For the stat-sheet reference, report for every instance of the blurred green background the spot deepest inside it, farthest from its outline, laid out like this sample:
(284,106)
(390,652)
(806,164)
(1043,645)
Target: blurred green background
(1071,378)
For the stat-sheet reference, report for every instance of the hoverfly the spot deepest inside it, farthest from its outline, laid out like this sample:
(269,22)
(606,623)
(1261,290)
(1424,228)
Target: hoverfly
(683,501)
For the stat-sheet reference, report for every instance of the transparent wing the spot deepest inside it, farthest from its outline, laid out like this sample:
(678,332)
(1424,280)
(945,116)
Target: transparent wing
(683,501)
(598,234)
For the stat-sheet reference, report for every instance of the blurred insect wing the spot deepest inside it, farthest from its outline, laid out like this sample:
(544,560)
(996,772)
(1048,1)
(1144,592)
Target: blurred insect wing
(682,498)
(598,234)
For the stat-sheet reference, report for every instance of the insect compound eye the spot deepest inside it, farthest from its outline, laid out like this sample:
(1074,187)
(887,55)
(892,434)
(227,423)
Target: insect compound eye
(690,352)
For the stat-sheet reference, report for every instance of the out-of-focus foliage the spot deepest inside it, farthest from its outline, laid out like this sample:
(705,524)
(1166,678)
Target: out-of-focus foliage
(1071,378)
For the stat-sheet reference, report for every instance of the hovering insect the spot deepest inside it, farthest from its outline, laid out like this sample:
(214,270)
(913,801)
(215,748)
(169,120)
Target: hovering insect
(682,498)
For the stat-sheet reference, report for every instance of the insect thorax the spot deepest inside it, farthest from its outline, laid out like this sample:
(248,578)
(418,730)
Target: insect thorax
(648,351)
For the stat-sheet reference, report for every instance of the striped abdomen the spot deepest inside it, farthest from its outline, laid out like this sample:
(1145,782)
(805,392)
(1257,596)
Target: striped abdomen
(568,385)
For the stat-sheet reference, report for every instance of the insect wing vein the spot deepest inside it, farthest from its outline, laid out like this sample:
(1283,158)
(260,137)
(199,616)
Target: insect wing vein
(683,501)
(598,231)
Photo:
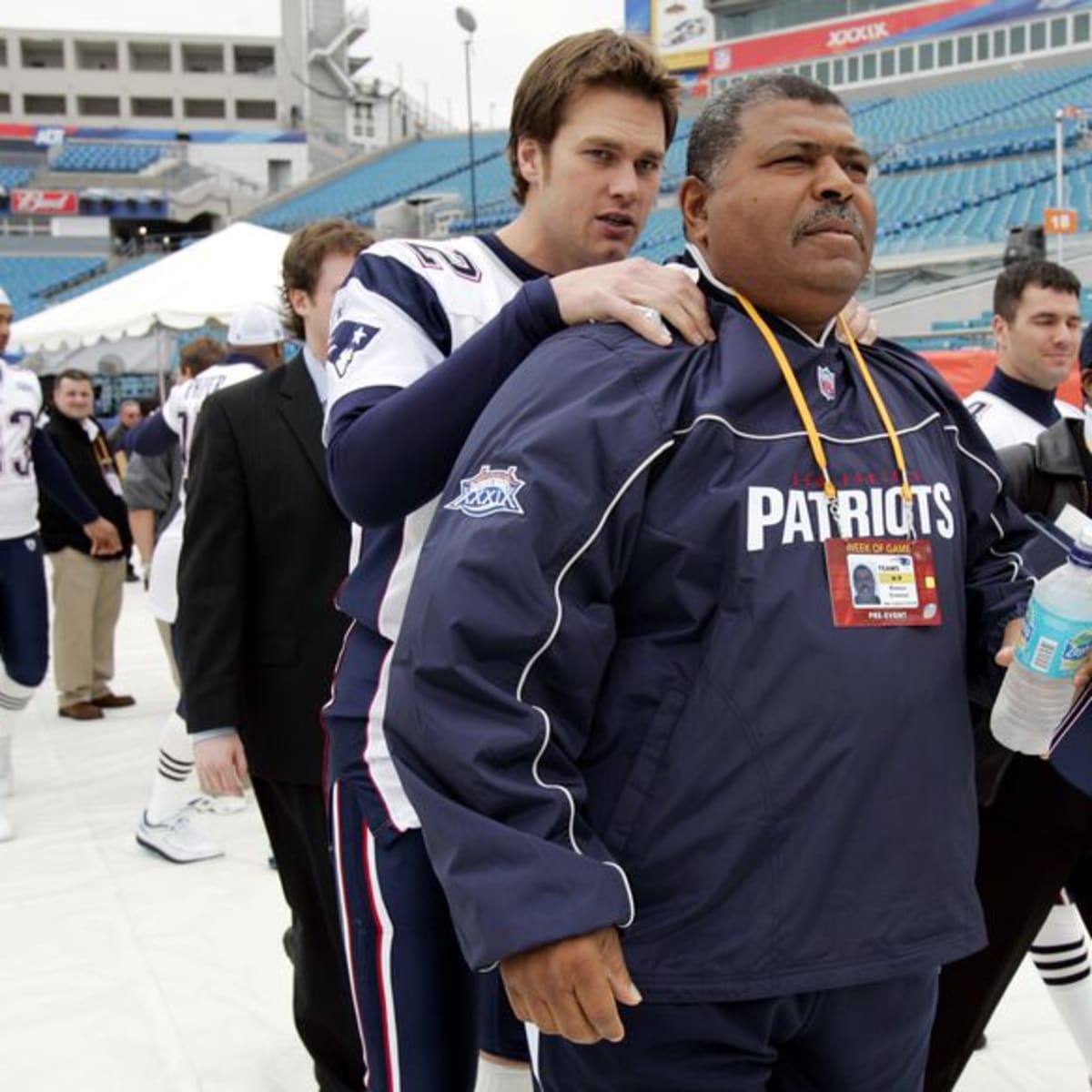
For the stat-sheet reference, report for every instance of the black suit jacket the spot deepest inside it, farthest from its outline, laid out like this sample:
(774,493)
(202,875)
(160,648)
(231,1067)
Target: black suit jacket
(263,552)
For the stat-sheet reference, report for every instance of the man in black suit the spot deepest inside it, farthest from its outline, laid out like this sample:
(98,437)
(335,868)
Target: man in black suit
(266,549)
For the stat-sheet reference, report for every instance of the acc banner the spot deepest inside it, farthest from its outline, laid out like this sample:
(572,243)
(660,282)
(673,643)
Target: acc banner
(884,27)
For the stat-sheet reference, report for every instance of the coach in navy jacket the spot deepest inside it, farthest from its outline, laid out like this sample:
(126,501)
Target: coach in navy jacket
(621,703)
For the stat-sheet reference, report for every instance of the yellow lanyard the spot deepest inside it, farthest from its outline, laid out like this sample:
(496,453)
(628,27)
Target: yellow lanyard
(808,420)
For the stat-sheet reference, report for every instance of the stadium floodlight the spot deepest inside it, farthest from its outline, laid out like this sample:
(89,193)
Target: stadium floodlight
(467,21)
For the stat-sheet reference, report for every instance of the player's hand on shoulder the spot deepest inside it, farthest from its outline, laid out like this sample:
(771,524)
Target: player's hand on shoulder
(222,765)
(571,987)
(861,321)
(104,538)
(625,292)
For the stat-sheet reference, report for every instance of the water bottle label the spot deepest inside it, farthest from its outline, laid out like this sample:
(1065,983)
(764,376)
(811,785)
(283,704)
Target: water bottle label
(1049,644)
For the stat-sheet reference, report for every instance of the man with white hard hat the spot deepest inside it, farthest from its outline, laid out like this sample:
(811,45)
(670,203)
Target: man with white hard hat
(256,344)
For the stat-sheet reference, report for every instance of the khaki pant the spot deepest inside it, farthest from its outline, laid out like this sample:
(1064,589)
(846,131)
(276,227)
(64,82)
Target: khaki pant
(86,605)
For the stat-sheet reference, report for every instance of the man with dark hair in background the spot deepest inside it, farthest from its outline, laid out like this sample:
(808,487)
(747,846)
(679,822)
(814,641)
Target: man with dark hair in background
(28,463)
(86,585)
(265,551)
(1036,829)
(1036,325)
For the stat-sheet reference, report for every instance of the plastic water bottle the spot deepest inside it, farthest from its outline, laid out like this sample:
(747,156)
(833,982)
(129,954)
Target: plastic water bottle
(1057,637)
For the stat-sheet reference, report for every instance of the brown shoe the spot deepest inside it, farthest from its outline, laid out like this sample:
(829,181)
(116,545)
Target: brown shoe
(113,702)
(81,711)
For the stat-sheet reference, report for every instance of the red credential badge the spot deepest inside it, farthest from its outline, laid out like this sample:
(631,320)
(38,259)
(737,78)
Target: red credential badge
(883,582)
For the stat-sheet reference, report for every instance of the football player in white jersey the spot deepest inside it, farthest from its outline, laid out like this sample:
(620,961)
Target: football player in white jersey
(28,460)
(256,342)
(1037,327)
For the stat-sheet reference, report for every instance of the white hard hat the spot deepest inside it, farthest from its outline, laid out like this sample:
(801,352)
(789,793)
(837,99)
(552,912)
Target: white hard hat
(255,325)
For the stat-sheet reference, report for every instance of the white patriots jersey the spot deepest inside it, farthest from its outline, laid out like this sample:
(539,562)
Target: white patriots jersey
(383,339)
(407,306)
(20,408)
(184,403)
(1004,424)
(180,412)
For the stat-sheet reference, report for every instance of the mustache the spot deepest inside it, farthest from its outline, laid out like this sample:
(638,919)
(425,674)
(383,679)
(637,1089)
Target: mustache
(833,212)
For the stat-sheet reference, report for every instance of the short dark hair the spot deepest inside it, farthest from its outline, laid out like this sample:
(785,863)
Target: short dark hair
(75,374)
(1013,281)
(200,354)
(1085,353)
(716,130)
(304,256)
(594,59)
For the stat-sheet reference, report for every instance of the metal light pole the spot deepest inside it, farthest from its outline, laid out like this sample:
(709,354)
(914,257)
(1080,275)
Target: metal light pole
(1059,175)
(465,19)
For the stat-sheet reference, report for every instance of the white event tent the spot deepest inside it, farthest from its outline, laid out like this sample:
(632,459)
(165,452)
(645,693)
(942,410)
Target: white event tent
(126,325)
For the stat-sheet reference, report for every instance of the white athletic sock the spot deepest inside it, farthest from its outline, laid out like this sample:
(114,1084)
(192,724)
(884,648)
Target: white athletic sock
(1062,956)
(15,698)
(170,789)
(495,1078)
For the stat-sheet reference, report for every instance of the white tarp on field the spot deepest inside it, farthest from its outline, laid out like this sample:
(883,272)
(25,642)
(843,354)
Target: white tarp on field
(206,281)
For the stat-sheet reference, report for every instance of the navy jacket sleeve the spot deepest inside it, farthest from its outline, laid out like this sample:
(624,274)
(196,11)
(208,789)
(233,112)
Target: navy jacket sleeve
(382,463)
(57,480)
(508,633)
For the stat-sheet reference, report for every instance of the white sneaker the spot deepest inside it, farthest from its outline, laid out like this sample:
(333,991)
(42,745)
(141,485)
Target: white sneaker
(218,805)
(177,840)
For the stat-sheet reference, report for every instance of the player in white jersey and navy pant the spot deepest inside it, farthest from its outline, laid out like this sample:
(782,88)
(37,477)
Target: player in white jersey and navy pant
(28,461)
(421,336)
(256,342)
(1037,326)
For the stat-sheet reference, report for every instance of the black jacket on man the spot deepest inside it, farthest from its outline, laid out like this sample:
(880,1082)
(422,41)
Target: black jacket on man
(88,461)
(263,551)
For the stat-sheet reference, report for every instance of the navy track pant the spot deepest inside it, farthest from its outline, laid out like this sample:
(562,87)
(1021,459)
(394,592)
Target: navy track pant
(861,1038)
(25,611)
(412,991)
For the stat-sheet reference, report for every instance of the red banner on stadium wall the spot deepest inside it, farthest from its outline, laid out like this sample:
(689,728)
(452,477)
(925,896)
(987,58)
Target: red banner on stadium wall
(833,39)
(45,202)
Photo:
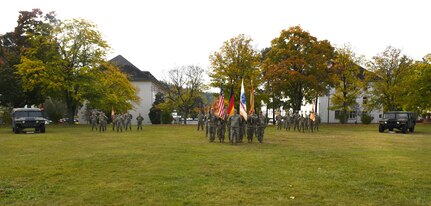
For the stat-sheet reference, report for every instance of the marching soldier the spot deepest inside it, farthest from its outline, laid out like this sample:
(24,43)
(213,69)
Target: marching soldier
(278,121)
(119,120)
(234,124)
(139,119)
(287,121)
(261,125)
(128,119)
(212,124)
(221,128)
(251,126)
(114,123)
(103,120)
(93,119)
(201,119)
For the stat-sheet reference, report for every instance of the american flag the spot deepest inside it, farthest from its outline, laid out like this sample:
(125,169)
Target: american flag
(221,104)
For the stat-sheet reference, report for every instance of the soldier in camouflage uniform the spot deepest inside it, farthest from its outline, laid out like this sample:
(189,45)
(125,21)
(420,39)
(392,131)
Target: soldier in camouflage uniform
(278,121)
(242,126)
(221,128)
(261,125)
(119,121)
(93,119)
(251,126)
(212,124)
(128,121)
(139,119)
(207,119)
(114,124)
(103,121)
(296,121)
(287,121)
(234,125)
(201,119)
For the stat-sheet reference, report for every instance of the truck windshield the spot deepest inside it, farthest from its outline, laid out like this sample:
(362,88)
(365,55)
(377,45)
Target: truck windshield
(389,116)
(28,114)
(402,116)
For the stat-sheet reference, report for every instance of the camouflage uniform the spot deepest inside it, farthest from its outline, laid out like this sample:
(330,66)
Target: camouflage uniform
(234,124)
(261,125)
(119,120)
(201,119)
(212,125)
(114,123)
(251,126)
(93,119)
(139,119)
(242,125)
(128,119)
(278,121)
(103,121)
(221,129)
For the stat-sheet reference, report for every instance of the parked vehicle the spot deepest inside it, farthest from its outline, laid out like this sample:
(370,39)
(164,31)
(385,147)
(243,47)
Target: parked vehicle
(23,118)
(398,120)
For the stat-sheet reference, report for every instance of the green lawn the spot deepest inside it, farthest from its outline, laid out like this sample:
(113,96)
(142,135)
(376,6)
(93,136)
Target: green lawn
(176,165)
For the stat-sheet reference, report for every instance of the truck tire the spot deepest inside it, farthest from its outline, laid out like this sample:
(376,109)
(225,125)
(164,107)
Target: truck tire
(17,130)
(404,129)
(381,129)
(42,129)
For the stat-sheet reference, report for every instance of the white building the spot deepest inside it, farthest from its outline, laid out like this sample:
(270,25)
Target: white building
(148,86)
(330,116)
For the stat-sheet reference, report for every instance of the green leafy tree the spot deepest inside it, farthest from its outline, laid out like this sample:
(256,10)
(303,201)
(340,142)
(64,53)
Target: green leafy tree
(13,45)
(109,89)
(390,70)
(349,81)
(184,86)
(65,63)
(417,95)
(236,60)
(296,66)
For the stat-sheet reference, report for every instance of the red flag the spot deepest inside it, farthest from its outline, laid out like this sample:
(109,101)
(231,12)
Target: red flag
(221,103)
(251,99)
(230,108)
(112,113)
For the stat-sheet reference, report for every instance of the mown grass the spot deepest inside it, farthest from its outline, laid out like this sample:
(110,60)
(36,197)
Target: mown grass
(176,165)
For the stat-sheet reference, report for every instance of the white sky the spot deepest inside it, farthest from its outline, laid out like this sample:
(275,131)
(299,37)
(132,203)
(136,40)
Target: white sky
(158,35)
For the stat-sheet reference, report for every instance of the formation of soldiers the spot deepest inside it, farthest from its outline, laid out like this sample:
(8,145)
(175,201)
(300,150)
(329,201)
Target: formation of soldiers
(99,121)
(300,121)
(236,126)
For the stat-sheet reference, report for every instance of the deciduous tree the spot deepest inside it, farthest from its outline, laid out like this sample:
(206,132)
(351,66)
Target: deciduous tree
(184,86)
(297,66)
(389,69)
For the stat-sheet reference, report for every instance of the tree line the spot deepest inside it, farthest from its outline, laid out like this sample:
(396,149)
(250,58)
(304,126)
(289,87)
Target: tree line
(65,60)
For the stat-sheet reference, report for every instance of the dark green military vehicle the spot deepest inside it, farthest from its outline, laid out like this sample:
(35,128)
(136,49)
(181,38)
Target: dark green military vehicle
(404,121)
(23,118)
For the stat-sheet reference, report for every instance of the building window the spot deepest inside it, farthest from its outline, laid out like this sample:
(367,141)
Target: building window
(364,100)
(337,114)
(351,114)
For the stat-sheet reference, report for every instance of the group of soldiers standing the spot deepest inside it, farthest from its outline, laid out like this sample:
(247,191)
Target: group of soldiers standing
(299,121)
(236,125)
(99,121)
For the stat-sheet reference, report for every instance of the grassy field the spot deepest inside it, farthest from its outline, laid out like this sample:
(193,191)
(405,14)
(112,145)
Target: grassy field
(176,165)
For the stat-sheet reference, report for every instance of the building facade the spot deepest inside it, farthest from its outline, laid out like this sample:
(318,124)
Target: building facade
(147,88)
(327,115)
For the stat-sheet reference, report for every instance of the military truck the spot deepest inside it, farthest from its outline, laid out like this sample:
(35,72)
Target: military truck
(398,120)
(23,118)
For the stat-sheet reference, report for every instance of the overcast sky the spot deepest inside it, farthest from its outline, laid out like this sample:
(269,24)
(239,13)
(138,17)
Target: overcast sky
(159,35)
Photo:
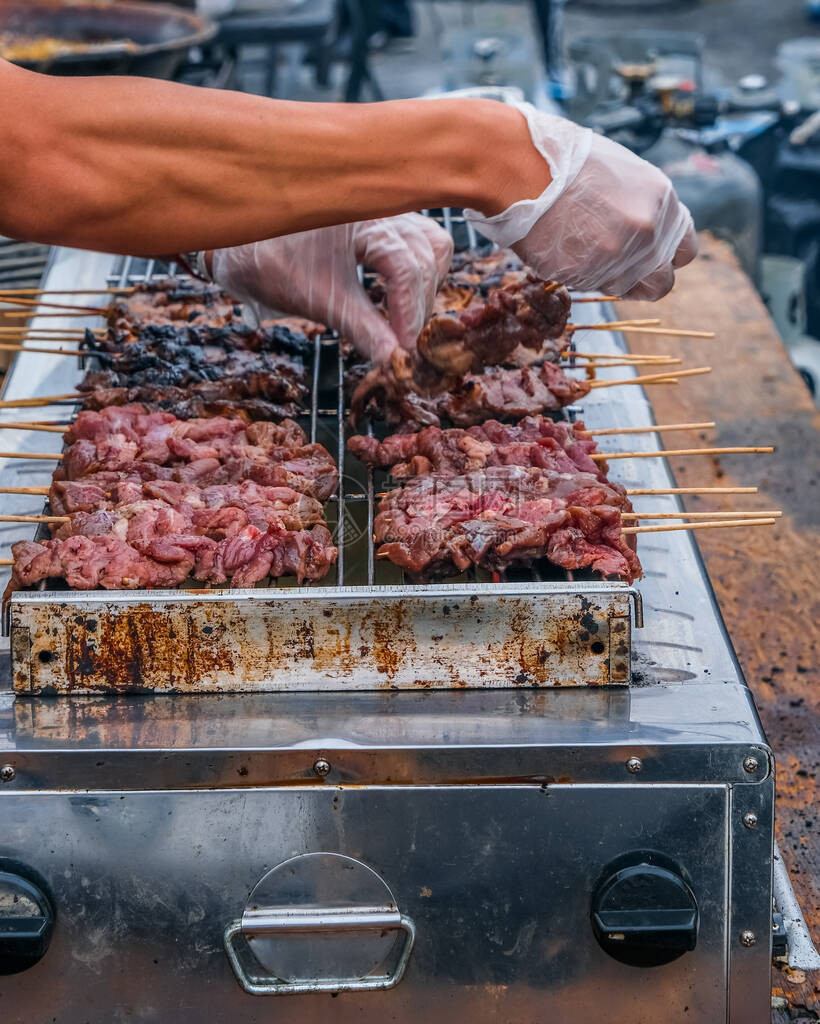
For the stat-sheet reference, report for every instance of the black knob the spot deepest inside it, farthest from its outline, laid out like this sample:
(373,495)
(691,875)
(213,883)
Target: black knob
(644,913)
(27,921)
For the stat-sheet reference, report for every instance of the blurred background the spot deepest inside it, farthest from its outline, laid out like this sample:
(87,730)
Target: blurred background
(723,94)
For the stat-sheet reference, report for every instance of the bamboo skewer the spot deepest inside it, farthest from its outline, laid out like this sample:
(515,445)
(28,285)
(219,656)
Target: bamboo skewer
(53,305)
(672,332)
(46,399)
(614,325)
(48,428)
(128,290)
(691,491)
(35,518)
(31,314)
(74,331)
(32,455)
(8,347)
(656,429)
(614,363)
(717,524)
(646,356)
(652,378)
(735,514)
(604,456)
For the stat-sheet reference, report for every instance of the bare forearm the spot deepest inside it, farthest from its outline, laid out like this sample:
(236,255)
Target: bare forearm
(132,165)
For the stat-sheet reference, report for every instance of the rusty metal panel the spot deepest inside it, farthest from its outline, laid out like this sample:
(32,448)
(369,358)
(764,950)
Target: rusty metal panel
(322,639)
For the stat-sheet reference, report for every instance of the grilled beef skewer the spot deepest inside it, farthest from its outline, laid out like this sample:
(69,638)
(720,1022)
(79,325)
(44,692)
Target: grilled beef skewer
(505,516)
(392,393)
(535,440)
(216,451)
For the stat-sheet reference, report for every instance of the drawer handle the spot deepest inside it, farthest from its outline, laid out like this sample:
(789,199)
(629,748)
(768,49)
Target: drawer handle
(299,921)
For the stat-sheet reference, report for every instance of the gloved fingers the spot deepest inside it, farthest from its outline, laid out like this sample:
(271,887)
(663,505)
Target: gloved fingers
(687,250)
(361,324)
(655,286)
(401,252)
(440,242)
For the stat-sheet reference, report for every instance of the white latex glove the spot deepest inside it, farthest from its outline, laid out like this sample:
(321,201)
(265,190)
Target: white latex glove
(313,274)
(607,220)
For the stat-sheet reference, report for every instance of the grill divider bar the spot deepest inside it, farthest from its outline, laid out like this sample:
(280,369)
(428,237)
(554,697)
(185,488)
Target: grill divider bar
(371,500)
(314,390)
(340,455)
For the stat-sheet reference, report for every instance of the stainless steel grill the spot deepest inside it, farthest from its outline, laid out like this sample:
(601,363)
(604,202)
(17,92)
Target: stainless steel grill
(491,816)
(534,612)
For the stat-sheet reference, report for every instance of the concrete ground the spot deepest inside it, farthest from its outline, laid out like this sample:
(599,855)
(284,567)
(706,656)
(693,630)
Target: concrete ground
(740,36)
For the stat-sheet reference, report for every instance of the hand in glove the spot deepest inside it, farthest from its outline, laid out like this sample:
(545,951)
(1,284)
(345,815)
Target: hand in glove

--- --- ---

• Problem: Copy only the stretch running from the line containing "of the rusty" to the final line of the entries, both ends included, exactly as it stands.

• Final result:
For the stat-sheet reference, report for every instance of the rusty metal panel the spot deepest inside it, farthest from its outline, laid out like this sample:
(32,448)
(369,358)
(764,950)
Target: rusty metal panel
(322,639)
For the stat-sheet reference, report for every instance of the grilled beef skewer the spot deepest inside it, farthest from its outline, laid out like this sample:
(69,638)
(720,1022)
(79,325)
(44,692)
Target: grilled beef skewer
(505,516)
(392,393)
(535,440)
(216,451)
For the stat-sheet reference, report for every instance of the drawer handle the spot deepest inside it, farthest from its outline, laid out like this sample:
(789,199)
(629,748)
(768,49)
Target: drawer handle
(299,921)
For the stat-sheet reference, report for every instance of the gloved fingers the spot deepest inside it, farthest from its outline, laid out like this sample:
(271,887)
(663,505)
Target: gloved fingers
(687,250)
(361,324)
(655,286)
(401,252)
(440,242)
For the stat-sheet reference, report for every instance of the white latex glove the spot deepest inside it, farthest from its outline, laid out like this sample:
(321,201)
(265,190)
Target: white latex glove
(313,274)
(607,220)
For the stat-sheet reference, report for every instance of the grill divider bar the spot deepest inside it, farthest from its outline, laid out like this sample:
(280,369)
(428,237)
(554,697)
(185,488)
Target: grill divider bar
(371,500)
(314,390)
(340,455)
For the stat-sheet reference, report for every instance of the stainless steel grill the spot deepest inside it, farthest from its outline, laid out like this sample:
(601,363)
(604,202)
(17,92)
Target: stainless steel grill
(491,816)
(534,612)
For the stat-sheet reference, report for every instance of the concrete ground the spot deepest inside it, farthest from its outline, laid out like this sample:
(599,855)
(284,567)
(706,656)
(693,630)
Target: concrete ground
(740,36)
For the stat-sheet reference, report for every instance of the hand in glove the spot deepest inside it, farthest from its outline, laid out like this sample:
(545,951)
(1,284)
(345,815)
Target: hand in glove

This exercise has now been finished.